| Objetivo do exercício |
Reproduza, sem nenhuma alteração, o trecho do texto sobre a desvinculação de receitas da União que se inicia nas palavras que contêm "4. A INCONSTITUCIONALIDADE" e se encerra em "objetivos do Governo.".

| Trecho do texto |
──────────────────────────────

Tal postura, além de ferir a gênese das obrigações, eivando-as de nulidades de pleno direito, ofende também o padrão ético e o princípio da boa-fé que deve presidir todos os quadrantes de um Estado Democrático de Direito. 


4. A INCONSTITUCIONALIDADE DA DESVINCULAÇÃO DE RECEITAS DA UNIÃO - DRU

Realmente, o apontado desvio de finalidade chega ao cúmulo de enganar o contribuinte, fazendo-o de forma compulsória, pois este é instado a pagar um tributo para um determinado fim, mal sabendo que 20% do valor do pagamento será desviado para outros objetivos do Governo.

Induz a erro também o cidadão, o qual supõe que os tributos recolhidos diretamente pelos contribuintes, cujos valores comumente integram o preço de mercadorias e serviços, deveriam ser empregados conforme sua vontade permeada nos membros do Congresso Nacional, quando, na verdade, uma dada porcentagem é atribuída ao Executivo para fazer aquilo que lhe aprouver.

As receitas dos impostos não podem ser comprometidas com qualquer Fundo, órgão ou despesa, porquanto destinadas ao orçamento púbico genericamente considerado, como bem elencado no art. 167, da CF, devido possuírem arrecadação não vinculada.

Já as contribuições sociais e interventivas no domínio econômico, a mercê de sua própria gênese, são instituídas com o desígnio de custear a ordem social ou a atividade interventiva da União, arrecadação vinculada, daí a manifesta inconstitucionalidade da questionada desvinculação daquelas receitas em prol do orçamento particular do Executivo.

É importante relembrar a discussão acerca da natureza jurídica específica do tributo, que segundo o Art. 4º do CTN é determinada pelo fato gerador, não importando a denominação dada ou a destinação legal do produto de sua arrecadação, uma vez que o próprio código adotou a teoria tripartite das espécies tributárias.

Todavia, com o advento da Constituição Federal de 1988, os empréstimos compulsórios (art. 148 da CF) e as contribuições sociais (arts. 149 e 149-A da CF) assumiram o status de espécies tributárias, tendo algumas dessas exações fatos geradores idênticos ao dos impostos, tornando inaplicável a regra do art. 4º do CTN.

Ricardo Alexandre defende que o art. 4º foi parcialmente não recepcionado pela Carta Magna, não se aplicando às contribuições especiais nem aos empréstimos compulsórios, “salvando”, assim, a teoria da pentapartição.

──────────────────────────────

| Dados fornecidos |
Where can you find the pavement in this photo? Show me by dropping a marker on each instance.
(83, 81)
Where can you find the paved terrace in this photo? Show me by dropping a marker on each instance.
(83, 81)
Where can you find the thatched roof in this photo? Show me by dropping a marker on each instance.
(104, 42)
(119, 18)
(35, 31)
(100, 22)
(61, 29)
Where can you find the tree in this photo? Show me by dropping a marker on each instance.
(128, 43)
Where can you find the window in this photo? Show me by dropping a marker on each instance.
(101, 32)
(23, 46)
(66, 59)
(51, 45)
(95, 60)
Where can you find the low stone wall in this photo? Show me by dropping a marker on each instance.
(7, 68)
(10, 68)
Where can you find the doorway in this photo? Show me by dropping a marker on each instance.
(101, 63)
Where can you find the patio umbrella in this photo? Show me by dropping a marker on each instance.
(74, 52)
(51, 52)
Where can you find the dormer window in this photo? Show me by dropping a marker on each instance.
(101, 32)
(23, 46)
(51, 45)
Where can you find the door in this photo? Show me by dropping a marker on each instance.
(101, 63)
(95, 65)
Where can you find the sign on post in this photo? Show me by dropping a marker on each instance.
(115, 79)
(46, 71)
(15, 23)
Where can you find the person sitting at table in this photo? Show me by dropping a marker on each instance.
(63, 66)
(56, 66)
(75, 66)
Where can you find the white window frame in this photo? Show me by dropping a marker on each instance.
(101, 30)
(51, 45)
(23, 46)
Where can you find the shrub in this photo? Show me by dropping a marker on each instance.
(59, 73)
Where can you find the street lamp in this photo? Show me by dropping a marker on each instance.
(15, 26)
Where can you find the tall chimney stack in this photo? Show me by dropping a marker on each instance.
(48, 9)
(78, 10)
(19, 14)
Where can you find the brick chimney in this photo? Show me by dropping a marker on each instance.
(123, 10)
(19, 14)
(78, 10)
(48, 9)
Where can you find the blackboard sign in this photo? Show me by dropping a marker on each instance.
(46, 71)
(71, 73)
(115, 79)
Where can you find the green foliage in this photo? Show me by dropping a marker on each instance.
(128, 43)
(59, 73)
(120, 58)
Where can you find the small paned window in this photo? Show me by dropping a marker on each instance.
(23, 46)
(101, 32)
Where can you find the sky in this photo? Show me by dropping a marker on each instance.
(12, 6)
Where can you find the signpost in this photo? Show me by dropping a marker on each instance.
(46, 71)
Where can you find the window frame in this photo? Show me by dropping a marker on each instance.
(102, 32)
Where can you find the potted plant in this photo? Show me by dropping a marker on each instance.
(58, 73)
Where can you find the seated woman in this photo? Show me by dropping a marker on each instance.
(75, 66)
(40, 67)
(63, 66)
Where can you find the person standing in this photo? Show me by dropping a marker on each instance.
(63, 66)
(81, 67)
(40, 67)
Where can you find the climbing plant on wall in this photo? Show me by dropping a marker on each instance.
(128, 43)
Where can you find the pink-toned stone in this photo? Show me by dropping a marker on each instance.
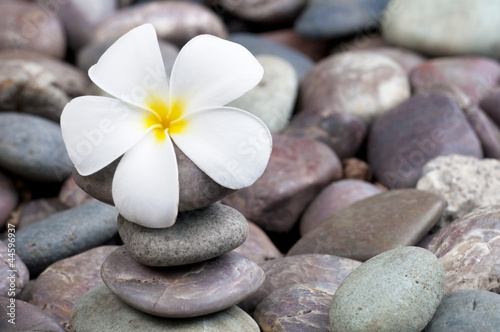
(469, 249)
(333, 198)
(258, 247)
(58, 288)
(297, 170)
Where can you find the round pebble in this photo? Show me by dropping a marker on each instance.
(398, 290)
(196, 236)
(182, 291)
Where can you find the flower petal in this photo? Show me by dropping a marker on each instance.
(230, 145)
(132, 68)
(210, 72)
(98, 130)
(146, 185)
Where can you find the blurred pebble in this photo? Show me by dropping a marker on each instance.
(469, 249)
(32, 147)
(101, 310)
(365, 84)
(404, 139)
(343, 133)
(398, 290)
(337, 18)
(58, 288)
(65, 234)
(299, 307)
(282, 272)
(389, 220)
(258, 247)
(333, 198)
(33, 27)
(174, 21)
(273, 99)
(297, 170)
(464, 182)
(447, 27)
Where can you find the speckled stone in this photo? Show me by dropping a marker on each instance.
(475, 76)
(257, 46)
(258, 247)
(398, 290)
(440, 28)
(298, 269)
(365, 84)
(196, 236)
(8, 278)
(469, 249)
(393, 219)
(464, 182)
(273, 99)
(174, 21)
(33, 147)
(422, 128)
(27, 318)
(467, 311)
(33, 27)
(65, 234)
(182, 291)
(58, 288)
(333, 198)
(297, 170)
(297, 308)
(196, 189)
(101, 310)
(343, 133)
(337, 18)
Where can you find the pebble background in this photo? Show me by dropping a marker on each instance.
(379, 209)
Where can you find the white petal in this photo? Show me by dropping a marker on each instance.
(132, 68)
(146, 185)
(230, 145)
(210, 72)
(98, 130)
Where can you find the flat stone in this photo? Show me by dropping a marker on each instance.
(439, 28)
(196, 236)
(101, 310)
(185, 21)
(464, 182)
(33, 27)
(196, 189)
(467, 310)
(182, 291)
(286, 271)
(65, 234)
(365, 84)
(334, 198)
(299, 307)
(426, 126)
(297, 170)
(475, 76)
(337, 18)
(27, 317)
(13, 272)
(469, 249)
(300, 62)
(57, 289)
(273, 99)
(258, 247)
(343, 133)
(398, 290)
(389, 220)
(32, 147)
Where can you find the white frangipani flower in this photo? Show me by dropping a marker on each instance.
(149, 113)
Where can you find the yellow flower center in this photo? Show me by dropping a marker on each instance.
(165, 118)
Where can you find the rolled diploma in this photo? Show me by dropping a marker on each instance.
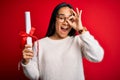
(28, 26)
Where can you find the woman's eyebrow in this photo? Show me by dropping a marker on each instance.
(64, 15)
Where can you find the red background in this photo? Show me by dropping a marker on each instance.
(101, 17)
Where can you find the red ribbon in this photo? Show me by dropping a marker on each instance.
(25, 35)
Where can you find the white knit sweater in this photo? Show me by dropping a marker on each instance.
(62, 59)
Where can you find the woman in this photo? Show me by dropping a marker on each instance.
(61, 51)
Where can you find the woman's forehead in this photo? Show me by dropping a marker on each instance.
(65, 11)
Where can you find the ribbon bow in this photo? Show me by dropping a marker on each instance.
(25, 35)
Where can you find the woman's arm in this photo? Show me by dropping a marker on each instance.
(31, 68)
(91, 49)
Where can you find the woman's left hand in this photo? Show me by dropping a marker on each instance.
(75, 20)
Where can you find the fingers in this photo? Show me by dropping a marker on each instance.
(27, 53)
(28, 46)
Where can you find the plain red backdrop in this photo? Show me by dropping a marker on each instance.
(101, 17)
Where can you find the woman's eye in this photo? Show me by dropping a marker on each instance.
(61, 18)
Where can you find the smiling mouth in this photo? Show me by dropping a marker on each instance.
(64, 29)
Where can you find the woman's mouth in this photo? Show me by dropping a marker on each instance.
(64, 29)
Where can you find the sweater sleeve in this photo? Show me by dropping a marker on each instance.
(91, 49)
(31, 69)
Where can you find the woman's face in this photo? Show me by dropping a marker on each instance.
(62, 26)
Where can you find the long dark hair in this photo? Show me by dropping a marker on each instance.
(51, 28)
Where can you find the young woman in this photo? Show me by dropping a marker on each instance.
(61, 51)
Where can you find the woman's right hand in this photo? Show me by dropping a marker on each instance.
(27, 54)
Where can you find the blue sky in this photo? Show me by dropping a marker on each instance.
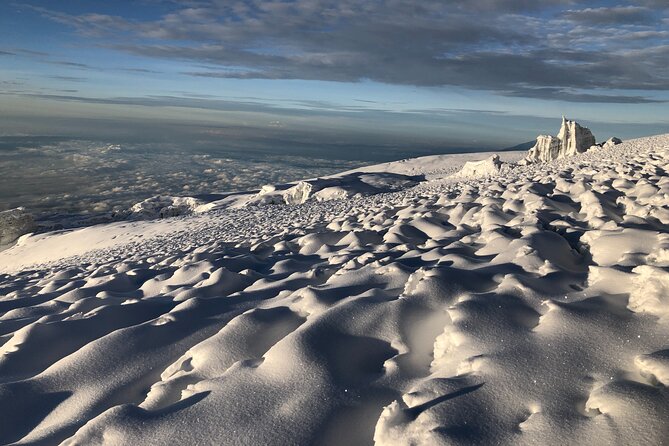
(477, 73)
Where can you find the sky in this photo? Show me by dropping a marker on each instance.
(345, 74)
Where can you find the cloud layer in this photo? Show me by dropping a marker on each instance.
(545, 49)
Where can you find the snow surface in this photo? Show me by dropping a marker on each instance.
(412, 306)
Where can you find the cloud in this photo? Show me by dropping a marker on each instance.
(540, 49)
(618, 15)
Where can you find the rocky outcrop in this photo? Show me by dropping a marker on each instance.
(571, 140)
(13, 224)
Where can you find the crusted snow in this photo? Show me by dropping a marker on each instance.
(408, 305)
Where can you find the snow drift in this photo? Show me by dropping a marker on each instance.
(527, 307)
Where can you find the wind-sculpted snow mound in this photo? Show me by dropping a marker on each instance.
(526, 307)
(487, 167)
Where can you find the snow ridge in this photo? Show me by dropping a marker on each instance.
(522, 307)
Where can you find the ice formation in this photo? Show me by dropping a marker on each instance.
(571, 140)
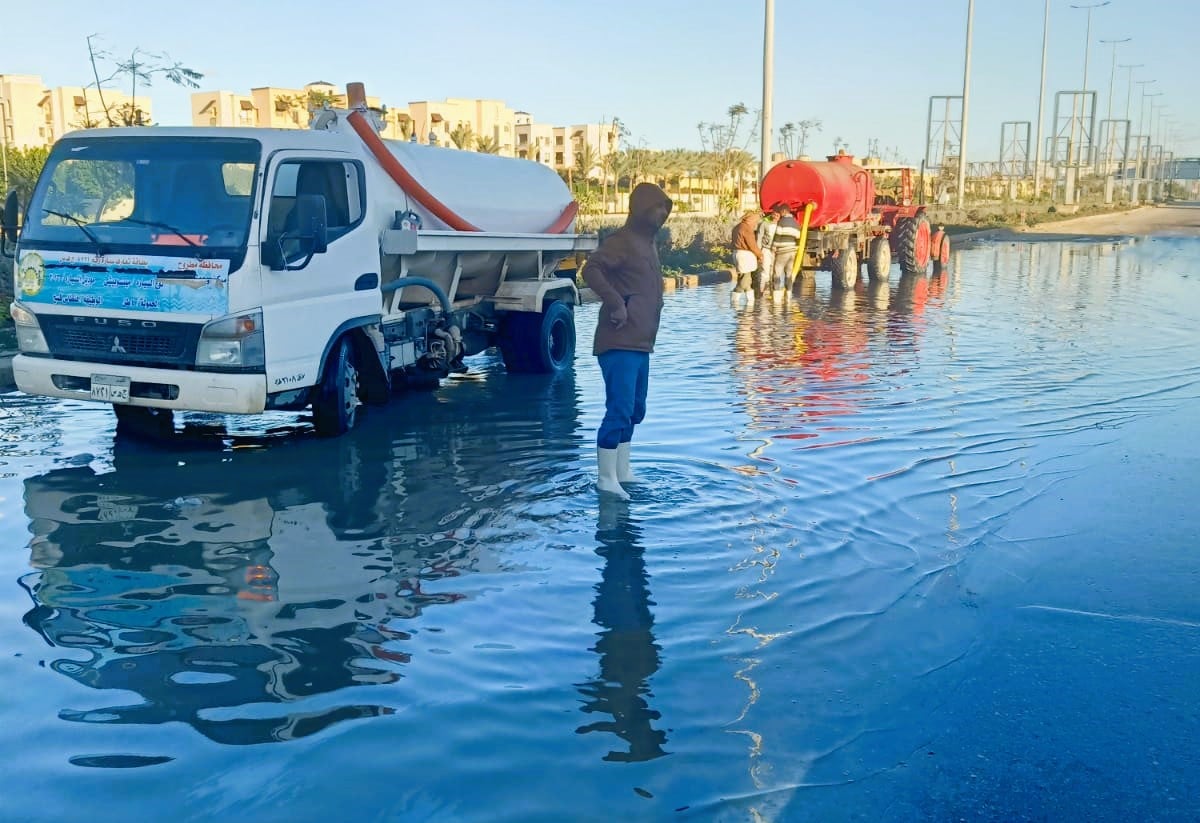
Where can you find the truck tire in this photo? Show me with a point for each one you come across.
(845, 269)
(539, 343)
(336, 406)
(879, 260)
(143, 420)
(912, 244)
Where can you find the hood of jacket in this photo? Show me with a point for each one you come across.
(643, 200)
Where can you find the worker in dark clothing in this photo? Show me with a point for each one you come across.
(627, 276)
(785, 244)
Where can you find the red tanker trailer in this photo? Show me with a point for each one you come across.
(844, 222)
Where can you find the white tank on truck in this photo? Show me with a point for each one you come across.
(249, 269)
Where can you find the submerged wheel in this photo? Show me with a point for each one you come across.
(942, 256)
(879, 260)
(336, 406)
(845, 269)
(912, 244)
(539, 343)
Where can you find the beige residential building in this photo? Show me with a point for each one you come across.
(276, 107)
(443, 122)
(33, 115)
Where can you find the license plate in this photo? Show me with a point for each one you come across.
(111, 388)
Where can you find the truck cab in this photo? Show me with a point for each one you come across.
(238, 270)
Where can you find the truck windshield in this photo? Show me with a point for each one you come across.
(161, 194)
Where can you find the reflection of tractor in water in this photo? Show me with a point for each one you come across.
(850, 214)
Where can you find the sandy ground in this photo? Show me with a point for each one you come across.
(1180, 220)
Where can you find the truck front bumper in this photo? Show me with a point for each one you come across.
(159, 388)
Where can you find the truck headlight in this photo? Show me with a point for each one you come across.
(232, 342)
(30, 338)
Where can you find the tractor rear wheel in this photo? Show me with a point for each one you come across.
(942, 254)
(879, 259)
(912, 242)
(845, 269)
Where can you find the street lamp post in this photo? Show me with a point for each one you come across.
(1108, 138)
(4, 142)
(966, 100)
(1129, 66)
(1113, 73)
(1042, 103)
(1087, 50)
(768, 70)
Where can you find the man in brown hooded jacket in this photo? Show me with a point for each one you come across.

──────────────────────────────

| Resposta do problema |
4. A INCONSTITUCIONALIDADE DA DESVINCULAÇÃO DE RECEITAS DA UNIÃO - DRU

Realmente, o apontado desvio de finalidade chega ao cúmulo de enganar o contribuinte, fazendo-o de forma compulsória, pois este é instado a pagar um tributo para um determinado fim, mal sabendo que 20% do valor do pagamento será desviado para outros objetivos do Governo.